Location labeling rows

## Begin

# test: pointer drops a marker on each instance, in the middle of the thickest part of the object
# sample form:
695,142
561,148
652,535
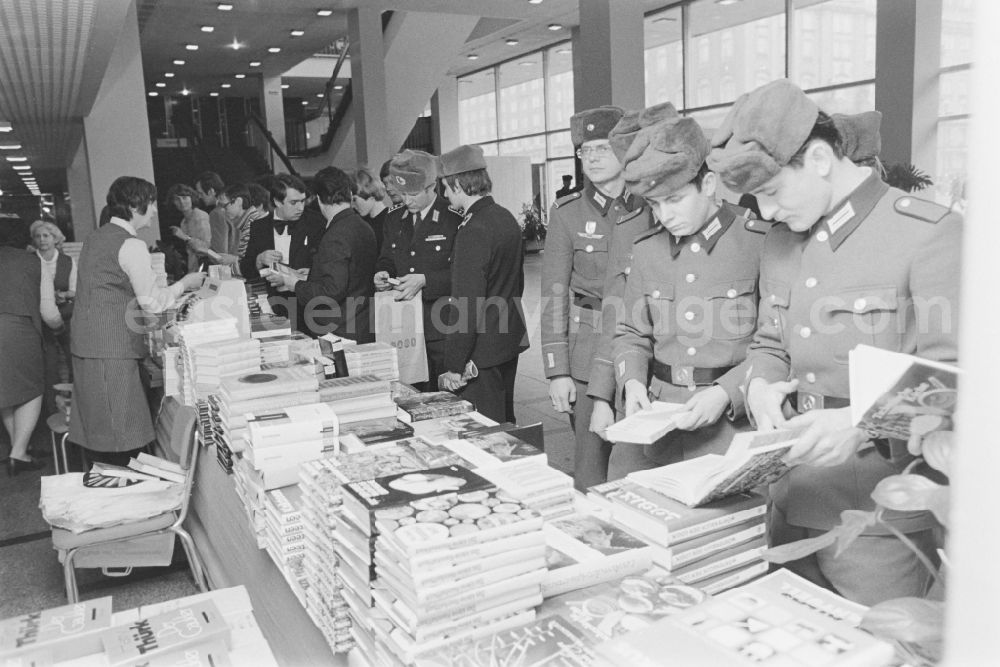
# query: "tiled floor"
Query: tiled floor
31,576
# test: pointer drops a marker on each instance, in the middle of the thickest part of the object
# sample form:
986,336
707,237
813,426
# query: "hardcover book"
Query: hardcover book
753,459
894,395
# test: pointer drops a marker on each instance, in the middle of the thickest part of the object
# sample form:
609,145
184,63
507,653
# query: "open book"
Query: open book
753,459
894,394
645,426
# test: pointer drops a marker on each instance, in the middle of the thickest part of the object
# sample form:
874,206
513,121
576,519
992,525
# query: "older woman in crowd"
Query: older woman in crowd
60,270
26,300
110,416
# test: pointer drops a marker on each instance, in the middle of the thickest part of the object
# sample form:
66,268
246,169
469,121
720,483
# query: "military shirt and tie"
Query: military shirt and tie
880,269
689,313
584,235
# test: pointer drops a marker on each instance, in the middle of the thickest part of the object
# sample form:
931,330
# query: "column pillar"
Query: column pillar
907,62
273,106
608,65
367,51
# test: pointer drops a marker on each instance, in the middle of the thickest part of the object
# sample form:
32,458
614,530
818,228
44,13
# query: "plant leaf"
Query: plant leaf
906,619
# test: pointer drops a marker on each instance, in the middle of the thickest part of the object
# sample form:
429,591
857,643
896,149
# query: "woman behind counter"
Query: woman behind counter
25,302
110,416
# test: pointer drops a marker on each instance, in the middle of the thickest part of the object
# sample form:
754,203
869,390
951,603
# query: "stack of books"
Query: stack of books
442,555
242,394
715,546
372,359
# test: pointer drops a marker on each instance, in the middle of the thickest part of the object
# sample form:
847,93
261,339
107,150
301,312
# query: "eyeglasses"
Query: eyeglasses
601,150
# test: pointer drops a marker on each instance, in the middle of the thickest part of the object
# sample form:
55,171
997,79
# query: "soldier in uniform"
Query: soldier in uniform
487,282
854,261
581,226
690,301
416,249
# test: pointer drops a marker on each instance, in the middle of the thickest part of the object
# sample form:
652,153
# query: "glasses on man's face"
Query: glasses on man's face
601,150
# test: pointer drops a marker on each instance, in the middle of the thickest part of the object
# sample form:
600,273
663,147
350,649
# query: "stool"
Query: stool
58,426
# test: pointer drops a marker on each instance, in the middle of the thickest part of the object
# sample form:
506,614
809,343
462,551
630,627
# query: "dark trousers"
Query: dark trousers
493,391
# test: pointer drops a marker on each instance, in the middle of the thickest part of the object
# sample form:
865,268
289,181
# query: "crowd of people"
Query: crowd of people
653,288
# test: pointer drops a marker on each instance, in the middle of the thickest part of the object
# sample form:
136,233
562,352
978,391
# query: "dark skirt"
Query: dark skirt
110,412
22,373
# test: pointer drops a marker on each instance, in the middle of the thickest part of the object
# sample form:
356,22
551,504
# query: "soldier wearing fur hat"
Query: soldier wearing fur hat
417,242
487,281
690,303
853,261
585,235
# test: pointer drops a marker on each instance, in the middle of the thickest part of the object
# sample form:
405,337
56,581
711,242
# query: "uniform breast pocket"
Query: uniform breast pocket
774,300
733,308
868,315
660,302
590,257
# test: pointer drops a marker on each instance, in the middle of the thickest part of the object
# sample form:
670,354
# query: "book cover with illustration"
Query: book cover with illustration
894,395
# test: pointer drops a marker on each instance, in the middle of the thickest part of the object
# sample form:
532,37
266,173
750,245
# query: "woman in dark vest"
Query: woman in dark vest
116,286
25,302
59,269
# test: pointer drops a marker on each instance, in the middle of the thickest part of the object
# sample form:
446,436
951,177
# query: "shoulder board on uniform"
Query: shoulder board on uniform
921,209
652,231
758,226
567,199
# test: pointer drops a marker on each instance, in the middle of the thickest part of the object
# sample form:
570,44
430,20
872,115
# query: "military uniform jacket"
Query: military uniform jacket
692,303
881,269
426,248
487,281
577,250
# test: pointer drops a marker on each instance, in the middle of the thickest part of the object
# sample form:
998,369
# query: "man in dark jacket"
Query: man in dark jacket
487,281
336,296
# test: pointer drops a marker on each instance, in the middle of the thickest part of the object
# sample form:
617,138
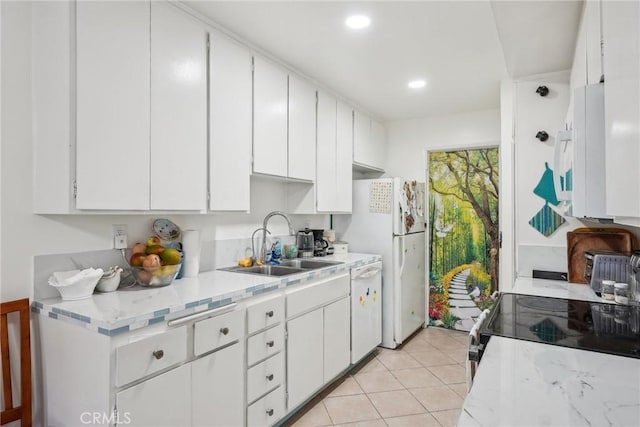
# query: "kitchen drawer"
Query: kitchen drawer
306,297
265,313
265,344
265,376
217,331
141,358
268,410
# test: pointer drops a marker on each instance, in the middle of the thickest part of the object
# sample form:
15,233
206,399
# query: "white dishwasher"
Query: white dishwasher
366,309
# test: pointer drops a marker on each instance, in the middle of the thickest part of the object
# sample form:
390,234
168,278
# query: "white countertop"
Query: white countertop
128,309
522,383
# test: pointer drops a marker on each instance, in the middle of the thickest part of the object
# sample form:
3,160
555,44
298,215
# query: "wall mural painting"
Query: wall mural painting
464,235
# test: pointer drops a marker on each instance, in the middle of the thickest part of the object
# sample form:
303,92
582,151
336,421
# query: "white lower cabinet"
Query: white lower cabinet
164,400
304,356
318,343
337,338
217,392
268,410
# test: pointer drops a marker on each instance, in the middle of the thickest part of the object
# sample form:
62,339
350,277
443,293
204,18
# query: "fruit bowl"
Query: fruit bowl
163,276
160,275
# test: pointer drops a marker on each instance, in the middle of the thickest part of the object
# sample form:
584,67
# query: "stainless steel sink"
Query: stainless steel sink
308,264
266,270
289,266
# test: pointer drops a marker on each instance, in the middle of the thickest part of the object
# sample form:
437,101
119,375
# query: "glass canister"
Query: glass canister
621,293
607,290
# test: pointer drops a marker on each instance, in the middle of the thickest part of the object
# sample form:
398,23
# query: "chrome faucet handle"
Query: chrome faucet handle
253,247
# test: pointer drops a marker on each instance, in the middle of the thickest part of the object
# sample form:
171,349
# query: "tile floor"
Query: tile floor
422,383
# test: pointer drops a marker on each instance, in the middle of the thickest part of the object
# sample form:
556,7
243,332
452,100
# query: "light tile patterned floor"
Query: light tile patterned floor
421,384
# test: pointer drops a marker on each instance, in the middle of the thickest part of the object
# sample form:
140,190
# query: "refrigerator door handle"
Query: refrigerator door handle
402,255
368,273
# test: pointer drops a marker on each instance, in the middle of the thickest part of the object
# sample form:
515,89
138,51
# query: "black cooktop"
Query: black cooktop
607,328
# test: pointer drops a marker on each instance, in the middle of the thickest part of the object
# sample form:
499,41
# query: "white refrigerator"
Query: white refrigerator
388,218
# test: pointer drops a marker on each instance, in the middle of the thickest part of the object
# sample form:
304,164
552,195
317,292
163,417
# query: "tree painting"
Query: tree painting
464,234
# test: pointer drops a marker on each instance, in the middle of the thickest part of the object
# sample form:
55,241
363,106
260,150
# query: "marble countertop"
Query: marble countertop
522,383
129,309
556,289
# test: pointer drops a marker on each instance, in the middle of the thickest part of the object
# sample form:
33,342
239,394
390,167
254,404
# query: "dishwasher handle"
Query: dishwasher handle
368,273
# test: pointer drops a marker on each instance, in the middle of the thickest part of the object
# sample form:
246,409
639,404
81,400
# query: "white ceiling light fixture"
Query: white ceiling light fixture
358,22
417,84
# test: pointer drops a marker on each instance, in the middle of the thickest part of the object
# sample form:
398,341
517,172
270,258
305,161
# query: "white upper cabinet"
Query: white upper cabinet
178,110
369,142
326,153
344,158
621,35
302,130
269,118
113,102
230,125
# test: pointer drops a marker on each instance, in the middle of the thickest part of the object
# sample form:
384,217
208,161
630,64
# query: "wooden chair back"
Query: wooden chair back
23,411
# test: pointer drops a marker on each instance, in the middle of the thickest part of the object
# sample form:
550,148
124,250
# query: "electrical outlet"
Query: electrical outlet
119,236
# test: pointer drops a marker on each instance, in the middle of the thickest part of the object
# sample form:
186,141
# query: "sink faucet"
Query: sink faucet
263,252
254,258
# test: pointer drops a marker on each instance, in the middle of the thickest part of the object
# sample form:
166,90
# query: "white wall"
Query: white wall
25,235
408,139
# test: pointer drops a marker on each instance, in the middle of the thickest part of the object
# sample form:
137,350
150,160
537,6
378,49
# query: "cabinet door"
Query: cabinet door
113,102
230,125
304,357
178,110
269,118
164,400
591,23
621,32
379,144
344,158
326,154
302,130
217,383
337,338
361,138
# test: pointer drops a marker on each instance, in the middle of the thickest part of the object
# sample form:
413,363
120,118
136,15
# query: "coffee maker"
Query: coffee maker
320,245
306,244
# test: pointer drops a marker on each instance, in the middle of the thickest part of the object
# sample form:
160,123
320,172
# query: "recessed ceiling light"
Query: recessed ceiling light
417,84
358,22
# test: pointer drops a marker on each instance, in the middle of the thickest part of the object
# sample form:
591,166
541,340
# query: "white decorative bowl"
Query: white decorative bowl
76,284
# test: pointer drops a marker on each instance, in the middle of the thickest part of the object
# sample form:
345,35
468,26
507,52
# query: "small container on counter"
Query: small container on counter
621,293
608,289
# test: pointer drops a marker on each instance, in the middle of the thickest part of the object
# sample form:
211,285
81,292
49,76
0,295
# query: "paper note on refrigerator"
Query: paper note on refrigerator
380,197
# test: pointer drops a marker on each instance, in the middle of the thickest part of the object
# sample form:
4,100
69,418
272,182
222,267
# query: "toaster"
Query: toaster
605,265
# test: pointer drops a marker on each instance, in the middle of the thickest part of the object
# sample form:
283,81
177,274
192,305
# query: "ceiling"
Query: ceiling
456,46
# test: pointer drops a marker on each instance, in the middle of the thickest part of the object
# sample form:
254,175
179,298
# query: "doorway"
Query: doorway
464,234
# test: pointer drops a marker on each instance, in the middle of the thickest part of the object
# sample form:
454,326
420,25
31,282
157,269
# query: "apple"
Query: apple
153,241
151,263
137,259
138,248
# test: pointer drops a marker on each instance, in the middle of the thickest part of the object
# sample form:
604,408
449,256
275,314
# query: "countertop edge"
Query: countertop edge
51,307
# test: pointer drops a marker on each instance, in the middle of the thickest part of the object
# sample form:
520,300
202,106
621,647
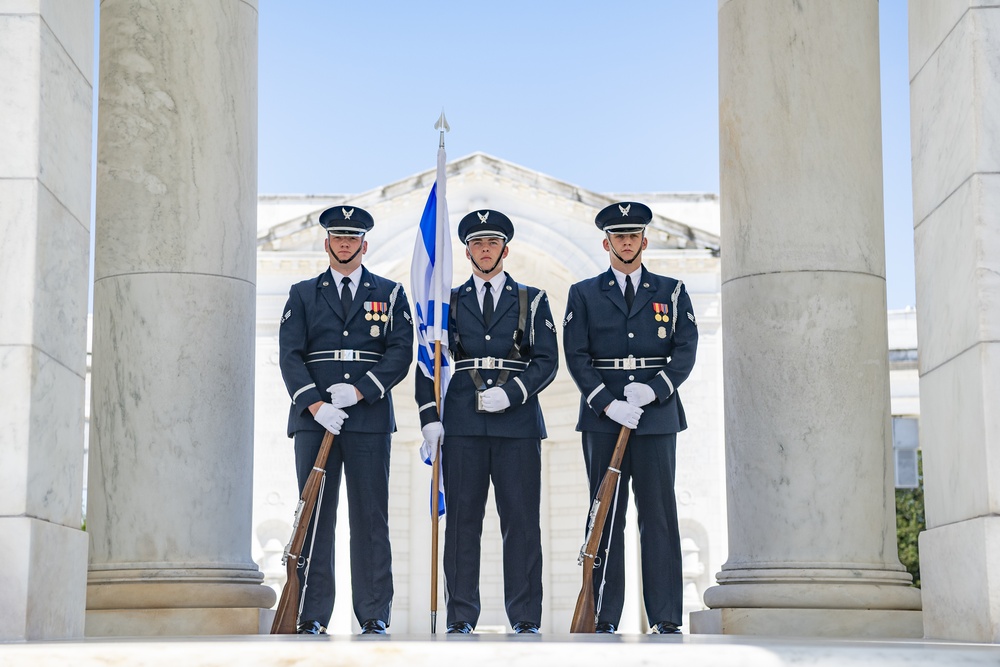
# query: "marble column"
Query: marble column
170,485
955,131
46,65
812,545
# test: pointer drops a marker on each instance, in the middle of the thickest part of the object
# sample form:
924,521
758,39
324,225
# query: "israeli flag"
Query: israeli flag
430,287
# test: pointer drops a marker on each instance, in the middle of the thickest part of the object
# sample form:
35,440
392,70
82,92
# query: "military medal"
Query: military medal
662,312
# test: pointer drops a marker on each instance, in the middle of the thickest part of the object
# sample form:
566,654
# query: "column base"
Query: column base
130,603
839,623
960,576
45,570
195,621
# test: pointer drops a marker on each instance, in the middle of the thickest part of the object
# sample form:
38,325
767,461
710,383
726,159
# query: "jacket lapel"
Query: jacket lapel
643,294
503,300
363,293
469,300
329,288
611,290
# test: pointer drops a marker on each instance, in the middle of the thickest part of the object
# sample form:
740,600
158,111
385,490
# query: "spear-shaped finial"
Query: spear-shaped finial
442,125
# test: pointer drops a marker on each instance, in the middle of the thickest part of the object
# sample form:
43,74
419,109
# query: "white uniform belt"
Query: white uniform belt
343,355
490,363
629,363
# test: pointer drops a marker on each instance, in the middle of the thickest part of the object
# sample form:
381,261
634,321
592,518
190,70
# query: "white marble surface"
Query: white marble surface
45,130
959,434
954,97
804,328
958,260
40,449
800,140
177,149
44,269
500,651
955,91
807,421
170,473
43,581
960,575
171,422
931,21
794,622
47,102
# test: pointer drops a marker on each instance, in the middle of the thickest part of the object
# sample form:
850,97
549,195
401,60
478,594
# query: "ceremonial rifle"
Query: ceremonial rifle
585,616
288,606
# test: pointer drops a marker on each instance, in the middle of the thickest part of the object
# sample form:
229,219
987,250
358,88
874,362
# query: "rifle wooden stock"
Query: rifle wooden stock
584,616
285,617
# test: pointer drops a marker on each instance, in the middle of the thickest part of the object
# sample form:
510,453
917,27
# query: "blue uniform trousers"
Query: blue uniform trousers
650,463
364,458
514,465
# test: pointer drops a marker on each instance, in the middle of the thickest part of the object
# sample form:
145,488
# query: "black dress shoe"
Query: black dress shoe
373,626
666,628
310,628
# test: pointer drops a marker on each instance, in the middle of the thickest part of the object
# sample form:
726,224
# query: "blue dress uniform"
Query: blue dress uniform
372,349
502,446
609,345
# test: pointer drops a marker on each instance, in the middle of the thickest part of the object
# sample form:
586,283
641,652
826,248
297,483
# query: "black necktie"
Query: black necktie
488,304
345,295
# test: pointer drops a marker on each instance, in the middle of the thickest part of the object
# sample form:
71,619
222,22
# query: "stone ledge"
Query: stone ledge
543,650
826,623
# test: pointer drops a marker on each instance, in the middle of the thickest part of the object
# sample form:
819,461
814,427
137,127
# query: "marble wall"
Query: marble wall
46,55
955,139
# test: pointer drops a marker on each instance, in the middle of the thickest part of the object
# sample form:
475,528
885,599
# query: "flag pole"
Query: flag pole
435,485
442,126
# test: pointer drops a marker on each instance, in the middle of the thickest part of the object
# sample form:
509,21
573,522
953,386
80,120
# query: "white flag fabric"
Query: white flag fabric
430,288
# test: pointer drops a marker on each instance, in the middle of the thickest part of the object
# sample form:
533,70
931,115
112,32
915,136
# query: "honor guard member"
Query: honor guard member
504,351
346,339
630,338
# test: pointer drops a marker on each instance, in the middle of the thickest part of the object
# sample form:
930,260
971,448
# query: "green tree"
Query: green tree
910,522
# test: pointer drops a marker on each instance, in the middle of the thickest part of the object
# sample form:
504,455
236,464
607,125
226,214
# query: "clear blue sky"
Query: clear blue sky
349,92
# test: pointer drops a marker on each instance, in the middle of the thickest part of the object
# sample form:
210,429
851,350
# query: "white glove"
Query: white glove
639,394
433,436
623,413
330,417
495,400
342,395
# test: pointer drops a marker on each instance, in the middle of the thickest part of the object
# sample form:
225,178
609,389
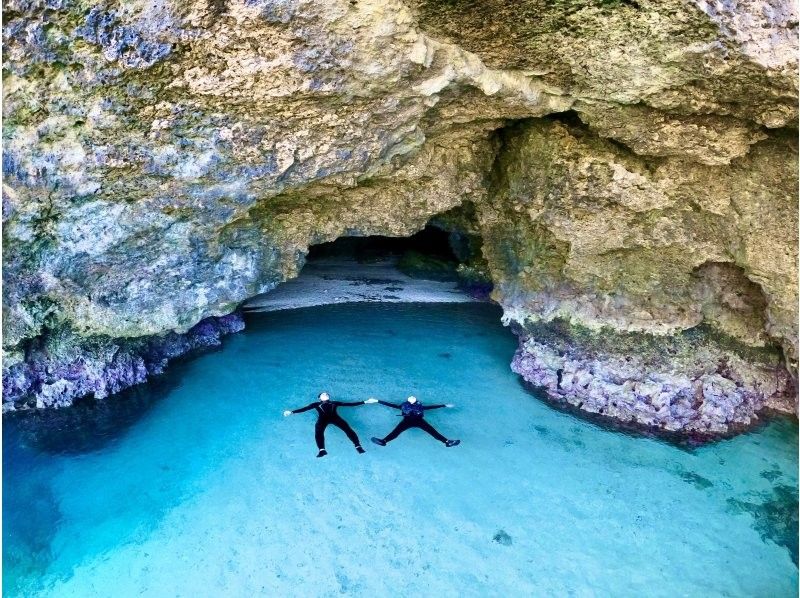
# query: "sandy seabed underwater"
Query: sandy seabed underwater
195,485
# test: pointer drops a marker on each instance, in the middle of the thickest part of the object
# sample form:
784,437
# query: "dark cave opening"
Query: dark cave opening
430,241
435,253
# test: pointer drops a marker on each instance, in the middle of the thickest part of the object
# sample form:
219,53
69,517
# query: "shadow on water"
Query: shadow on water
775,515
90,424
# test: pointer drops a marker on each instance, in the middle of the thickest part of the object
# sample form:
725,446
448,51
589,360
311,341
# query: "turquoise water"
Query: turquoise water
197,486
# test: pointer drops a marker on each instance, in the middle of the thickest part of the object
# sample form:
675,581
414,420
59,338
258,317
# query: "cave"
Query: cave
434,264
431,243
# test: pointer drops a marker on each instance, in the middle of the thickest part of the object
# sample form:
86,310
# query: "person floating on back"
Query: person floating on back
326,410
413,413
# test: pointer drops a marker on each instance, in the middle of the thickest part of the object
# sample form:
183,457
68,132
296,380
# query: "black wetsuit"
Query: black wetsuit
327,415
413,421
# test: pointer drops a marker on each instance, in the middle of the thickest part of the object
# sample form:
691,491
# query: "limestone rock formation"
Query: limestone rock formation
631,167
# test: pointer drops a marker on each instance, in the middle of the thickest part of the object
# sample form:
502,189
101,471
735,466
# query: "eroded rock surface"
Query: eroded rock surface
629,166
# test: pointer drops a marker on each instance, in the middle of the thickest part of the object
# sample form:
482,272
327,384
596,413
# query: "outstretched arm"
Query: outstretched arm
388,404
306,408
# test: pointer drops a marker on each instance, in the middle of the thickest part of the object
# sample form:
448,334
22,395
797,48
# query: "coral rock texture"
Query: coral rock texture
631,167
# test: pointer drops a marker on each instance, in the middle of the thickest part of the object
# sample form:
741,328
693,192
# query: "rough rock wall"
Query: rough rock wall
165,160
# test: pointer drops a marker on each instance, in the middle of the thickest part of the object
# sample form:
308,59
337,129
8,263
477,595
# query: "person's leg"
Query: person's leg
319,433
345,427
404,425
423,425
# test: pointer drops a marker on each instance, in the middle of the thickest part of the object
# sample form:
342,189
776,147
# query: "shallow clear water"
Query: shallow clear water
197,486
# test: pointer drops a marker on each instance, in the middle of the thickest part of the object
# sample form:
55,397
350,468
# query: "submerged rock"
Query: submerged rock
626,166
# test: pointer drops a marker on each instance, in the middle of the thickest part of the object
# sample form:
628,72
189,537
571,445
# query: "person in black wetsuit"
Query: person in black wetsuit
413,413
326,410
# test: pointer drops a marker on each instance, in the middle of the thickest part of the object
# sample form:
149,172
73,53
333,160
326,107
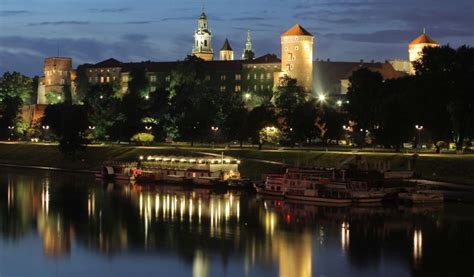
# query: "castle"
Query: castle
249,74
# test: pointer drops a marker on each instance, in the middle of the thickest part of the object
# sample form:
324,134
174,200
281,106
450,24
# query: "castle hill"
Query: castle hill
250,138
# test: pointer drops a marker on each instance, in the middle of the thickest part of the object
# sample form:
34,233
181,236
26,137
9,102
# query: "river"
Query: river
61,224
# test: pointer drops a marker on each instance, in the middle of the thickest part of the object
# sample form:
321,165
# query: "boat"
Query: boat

## End

- _Given exercise_
Identify every line in the rows above that contains the string "trousers", and copy each one.

- _Exercise answer_
# query: "dark trousers"
Query: dark trousers
# query: "blue uniform trousers"
Query: blue uniform trousers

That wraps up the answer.